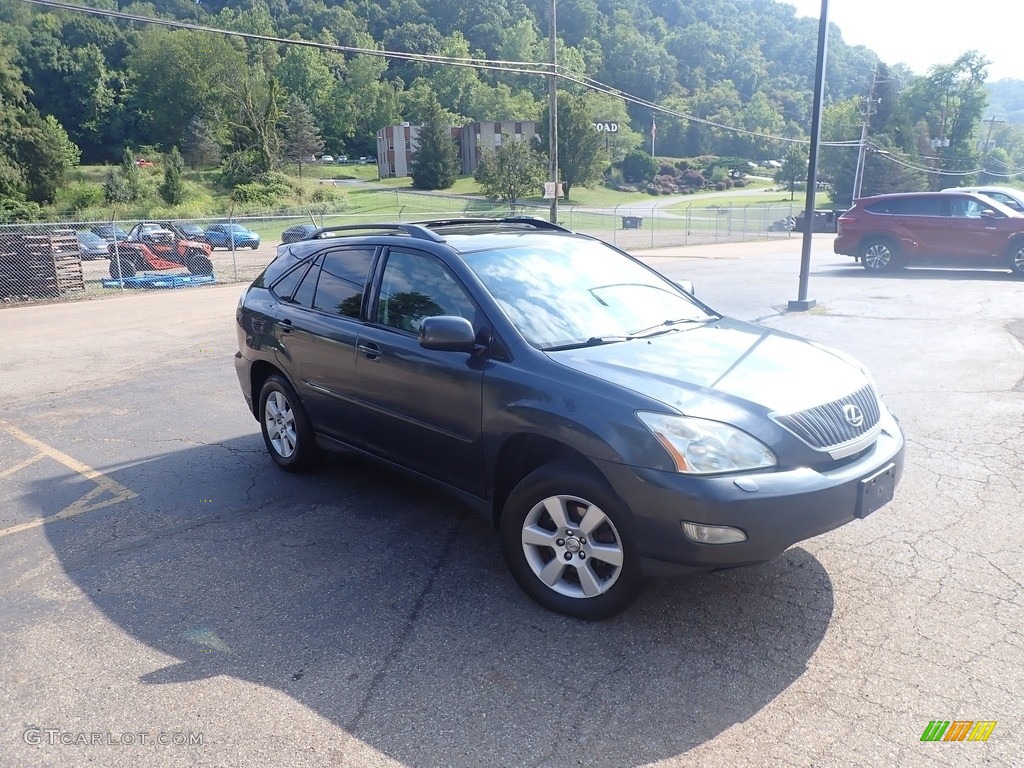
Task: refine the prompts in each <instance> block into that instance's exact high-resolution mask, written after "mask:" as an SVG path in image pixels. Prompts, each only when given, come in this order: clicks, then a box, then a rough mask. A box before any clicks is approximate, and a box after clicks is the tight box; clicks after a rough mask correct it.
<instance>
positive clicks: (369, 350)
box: [357, 342, 384, 360]
mask: <svg viewBox="0 0 1024 768" xmlns="http://www.w3.org/2000/svg"><path fill="white" fill-rule="evenodd" d="M357 349H358V350H359V351H360V352H362V354H364V355H365V356H366V357H367V358H368V359H371V360H375V359H377V358H378V357H380V356H381V355H382V354H384V352H383V351H381V348H380V347H379V346H377V345H376V344H374V343H372V342H371V343H370V344H359V346H358V347H357Z"/></svg>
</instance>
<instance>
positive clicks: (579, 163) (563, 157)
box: [538, 91, 605, 198]
mask: <svg viewBox="0 0 1024 768" xmlns="http://www.w3.org/2000/svg"><path fill="white" fill-rule="evenodd" d="M538 136H539V138H540V141H541V146H542V147H546V146H549V145H550V142H549V136H550V132H549V129H548V111H547V110H545V114H544V115H543V116H542V118H541V125H540V126H539V129H538ZM604 166H605V152H604V139H603V138H601V135H600V134H599V133H598V132H597V131H596V130H595V129H594V116H593V114H592V112H591V109H590V105H589V104H588V103H587V101H586V99H584V98H583V97H582V96H577V95H573V94H571V93H566V92H565V91H559V93H558V171H559V178H560V179H561V180H562V186H563V188H564V190H565V197H566V198H568V197H569V194H570V191H571V189H572V187H573V186H577V185H580V186H591V185H592V184H594V183H595V182H596V181H598V180H600V178H601V175H602V173H603V172H604Z"/></svg>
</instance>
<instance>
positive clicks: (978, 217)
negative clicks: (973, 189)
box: [833, 191, 1024, 276]
mask: <svg viewBox="0 0 1024 768" xmlns="http://www.w3.org/2000/svg"><path fill="white" fill-rule="evenodd" d="M838 231H839V237H838V238H836V242H835V244H834V246H833V250H834V251H835V252H836V253H838V254H841V255H844V256H853V257H854V258H855V259H858V260H859V261H860V263H861V264H863V265H864V268H865V269H867V270H869V271H881V270H884V269H890V268H892V267H894V266H903V265H905V264H908V263H911V262H913V263H929V264H932V265H937V266H944V265H949V266H986V267H988V266H995V267H998V266H1001V267H1008V268H1010V269H1012V270H1013V271H1014V272H1015V273H1017V274H1019V275H1021V276H1024V216H1022V215H1021V214H1019V213H1017V212H1016V211H1014V210H1012V209H1010V208H1008V207H1006V206H1005V205H1001V204H1000V203H997V202H995V201H994V200H989V199H988V198H985V197H983V196H981V195H975V194H971V193H959V191H939V193H904V194H899V195H878V196H876V197H873V198H863V199H861V200H858V201H857V202H856V204H855V205H854V206H853V208H851V209H850V210H849V211H847V212H846V213H844V214H843V215H842V216H840V217H839V228H838Z"/></svg>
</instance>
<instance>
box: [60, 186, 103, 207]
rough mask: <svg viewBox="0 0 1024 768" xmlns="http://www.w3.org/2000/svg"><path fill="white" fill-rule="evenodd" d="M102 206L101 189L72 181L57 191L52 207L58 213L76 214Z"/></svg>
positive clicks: (101, 189) (102, 198)
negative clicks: (55, 196) (82, 211)
mask: <svg viewBox="0 0 1024 768" xmlns="http://www.w3.org/2000/svg"><path fill="white" fill-rule="evenodd" d="M102 204H103V189H102V188H101V187H99V186H97V185H96V184H94V183H89V182H86V181H73V182H72V183H70V184H68V185H67V186H65V187H63V188H62V189H59V190H58V191H57V199H56V200H55V201H54V207H55V208H56V209H57V210H60V211H69V212H71V213H78V212H79V211H84V210H85V209H87V208H91V207H93V206H101V205H102Z"/></svg>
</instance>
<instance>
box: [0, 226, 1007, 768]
mask: <svg viewBox="0 0 1024 768" xmlns="http://www.w3.org/2000/svg"><path fill="white" fill-rule="evenodd" d="M829 243H830V240H828V239H820V240H817V241H816V243H815V257H814V261H813V269H812V273H811V275H810V297H811V298H814V299H816V300H817V301H818V306H817V307H816V308H815V309H814V310H811V311H809V312H804V313H787V312H784V311H783V310H784V307H785V304H786V302H787V301H788V300H790V299H793V298H796V291H797V281H798V273H799V263H798V262H799V256H798V253H799V241H788V242H785V243H769V244H749V245H743V246H718V247H715V248H691V249H679V250H677V251H672V252H658V253H657V254H649V255H648V256H647V257H648V258H649V259H650V260H651V262H652V263H655V264H656V265H658V266H659V268H662V269H663V270H665V271H666V272H667V273H669V274H671V275H674V276H687V278H690V279H692V280H693V281H694V282H695V284H696V288H697V291H698V295H699V296H701V297H702V298H703V299H705V300H706V301H708V302H710V303H711V304H713V305H715V306H718V307H720V308H722V309H724V310H725V311H727V312H729V313H731V314H734V315H736V316H740V317H743V318H746V319H756V318H760V321H761V322H762V323H764V324H765V325H769V326H771V327H774V328H779V329H784V330H787V331H794V332H797V333H801V334H804V335H806V336H809V337H811V338H813V339H816V340H819V341H821V342H823V343H827V344H830V345H834V346H837V347H839V348H841V349H844V350H847V351H849V352H851V353H853V354H855V355H857V356H858V357H859V358H860V359H862V360H863V361H864V362H866V364H867V365H868V366H869V368H870V369H871V371H872V373H873V374H874V377H876V379H877V381H878V383H879V386H880V388H881V389H882V391H883V392H884V393H885V395H886V398H887V401H888V402H889V403H890V406H891V407H892V408H893V409H894V410H895V411H896V412H897V413H898V414H899V415H900V417H901V419H902V421H903V425H904V427H905V430H906V433H907V436H908V440H909V450H908V462H909V464H908V468H907V471H906V474H905V478H904V481H903V483H902V484H901V485H900V487H899V488H898V490H897V498H896V500H895V501H894V503H893V504H892V505H890V506H889V507H887V508H885V509H884V510H882V511H880V512H879V513H877V514H874V515H872V516H871V517H870V518H868V519H866V520H864V521H860V522H856V523H853V524H851V525H848V526H845V527H844V528H841V529H839V530H836V531H831V532H829V534H827V535H825V536H822V537H819V538H817V539H814V540H812V541H810V542H806V543H804V544H803V545H801V546H798V547H795V548H793V549H791V550H790V551H788V552H786V553H785V554H784V555H783V556H782V557H779V558H778V559H777V560H775V561H773V562H771V563H768V564H766V565H763V566H759V567H756V568H749V569H744V570H735V571H729V572H725V573H719V574H713V575H707V577H700V578H696V579H688V580H672V581H665V582H657V583H653V584H651V585H650V587H649V589H648V590H647V591H646V592H645V593H644V594H643V596H642V597H641V599H640V600H639V602H638V603H637V604H636V606H635V607H634V608H632V609H631V610H630V611H628V612H627V613H626V614H624V615H622V616H620V617H617V618H615V620H612V621H609V622H605V623H601V624H595V625H590V624H587V625H582V624H579V623H574V622H571V621H569V620H566V618H562V617H560V616H556V615H553V614H550V613H546V612H544V611H543V610H541V609H540V608H538V607H536V606H535V605H534V604H532V603H530V602H529V601H528V600H527V599H526V598H525V597H523V596H522V595H521V594H520V593H519V591H518V590H517V589H516V587H515V586H514V584H513V582H512V581H511V579H510V578H509V577H508V575H507V573H506V572H505V568H504V565H503V564H502V562H501V560H500V556H499V549H498V546H497V543H496V540H495V537H494V536H493V534H492V532H490V530H489V529H488V528H487V526H486V525H485V524H483V523H482V522H481V521H479V520H478V519H477V518H475V517H474V516H473V515H472V514H471V513H470V512H468V511H467V510H465V509H464V508H462V507H460V506H459V505H457V504H455V503H453V502H452V501H451V500H449V499H447V498H445V497H442V496H439V495H437V494H436V493H434V492H432V490H429V489H427V488H424V487H422V486H419V485H417V484H415V483H412V482H410V481H408V480H406V479H404V478H401V477H396V476H395V475H392V474H389V473H387V472H384V471H382V470H378V469H376V468H374V467H371V466H369V465H366V464H362V463H359V462H354V461H351V460H348V461H341V460H332V461H330V462H328V463H327V465H326V466H325V467H323V468H322V469H321V470H318V471H317V472H315V473H314V474H313V475H311V476H308V477H292V476H289V475H286V474H284V473H282V472H279V471H276V470H275V469H274V468H273V467H272V466H271V463H270V462H269V460H268V459H267V457H266V456H265V453H264V451H263V447H262V443H261V440H260V439H259V437H258V434H257V425H256V423H255V421H254V420H253V419H252V417H251V416H249V415H248V414H247V413H246V411H245V409H244V407H243V402H242V398H241V395H240V393H239V389H238V384H237V382H236V380H234V374H233V371H232V368H231V362H230V357H231V354H232V352H233V350H234V340H233V332H232V314H233V307H234V303H236V301H237V298H238V295H239V291H240V288H239V287H238V286H218V287H212V288H207V289H195V290H189V291H181V292H169V293H154V294H145V295H142V296H127V297H124V298H115V299H109V300H103V301H94V302H79V303H71V304H60V305H53V306H37V307H23V308H14V309H3V310H0V338H3V339H4V347H3V351H2V353H0V354H2V357H0V391H2V392H3V396H4V408H3V411H2V412H0V670H2V686H0V765H2V766H4V768H7V767H8V766H10V767H20V766H50V765H52V766H79V765H86V764H95V765H103V766H140V765H144V766H154V767H157V766H182V765H188V766H247V767H249V766H252V767H255V766H272V767H274V768H278V767H279V766H282V765H288V766H325V765H333V766H352V767H353V768H355V767H359V768H361V767H364V766H397V765H404V766H414V767H417V768H419V767H423V768H427V767H429V766H467V767H469V766H473V767H476V766H516V767H518V766H544V767H547V766H552V767H554V766H558V767H560V766H609V767H611V768H628V767H633V766H647V765H657V766H673V767H681V766H710V767H712V768H718V767H721V768H732V767H733V766H755V767H763V768H769V767H774V766H780V765H785V766H806V767H808V768H809V767H811V766H816V767H821V766H872V767H873V766H975V765H977V766H999V767H1001V766H1008V767H1009V766H1016V765H1021V764H1024V702H1022V697H1021V695H1020V692H1021V691H1022V690H1024V637H1022V625H1024V621H1022V616H1024V567H1022V563H1024V544H1022V543H1024V517H1022V515H1021V508H1022V497H1024V493H1022V487H1021V480H1020V478H1021V476H1022V474H1024V473H1022V469H1024V467H1022V464H1024V460H1022V459H1021V457H1022V456H1024V427H1022V412H1024V347H1022V341H1021V340H1022V338H1024V309H1022V307H1024V301H1022V299H1024V282H1022V281H1017V280H1014V279H1012V278H1011V276H1010V275H1009V273H999V272H983V271H957V272H941V271H936V270H907V271H905V272H903V273H898V274H896V275H893V276H891V278H872V276H868V275H866V274H864V273H863V272H862V270H860V269H859V268H856V267H853V266H852V265H851V264H850V263H849V262H848V260H845V259H842V258H839V257H835V256H833V255H830V253H829V252H828V244H829ZM49 516H62V518H61V519H55V520H49V521H48V522H45V523H43V524H40V521H41V520H42V519H43V518H46V517H49ZM933 720H950V721H952V720H974V721H996V723H997V725H996V726H995V728H994V730H993V731H992V733H991V736H990V738H989V739H988V741H986V742H946V743H923V742H922V741H921V740H920V739H921V735H922V733H923V731H924V730H925V728H926V726H927V725H928V724H929V722H930V721H933ZM143 741H144V743H142V742H143ZM162 741H167V742H168V743H161V742H162ZM199 741H202V743H199Z"/></svg>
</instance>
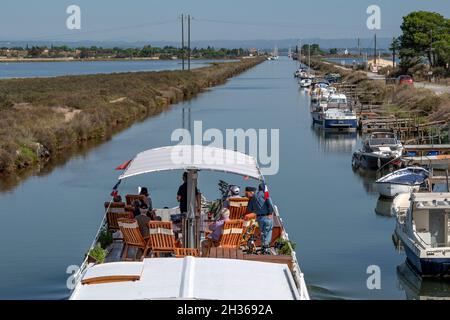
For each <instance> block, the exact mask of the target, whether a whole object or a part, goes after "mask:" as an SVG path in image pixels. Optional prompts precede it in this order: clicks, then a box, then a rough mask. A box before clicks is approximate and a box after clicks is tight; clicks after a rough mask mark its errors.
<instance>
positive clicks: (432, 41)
mask: <svg viewBox="0 0 450 320" xmlns="http://www.w3.org/2000/svg"><path fill="white" fill-rule="evenodd" d="M433 58H434V57H433V30H430V66H431V67H432V66H433V60H434V59H433Z"/></svg>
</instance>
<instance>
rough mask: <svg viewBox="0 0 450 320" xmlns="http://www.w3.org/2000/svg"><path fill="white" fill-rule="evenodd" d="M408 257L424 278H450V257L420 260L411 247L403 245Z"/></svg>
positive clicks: (405, 245) (424, 258)
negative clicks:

##############################

#### [Brief]
Pictures should not appear in the copy. Write out exactly the lines above from the first one through the line that contains "positive clicks: (369, 350)".

#### [Written solution]
Task: refine the prompts in each <instance> block into that instance's exact high-resolution mask, written after "mask:" as an SVG path in image pixels. Prompts, each only when given, come in this order: clicks, then a box, then a rough mask. A box before any clicks is approximate, and a box after clicks is the tight box; clicks after a rough mask correct it.
<instance>
positive clicks: (369, 350)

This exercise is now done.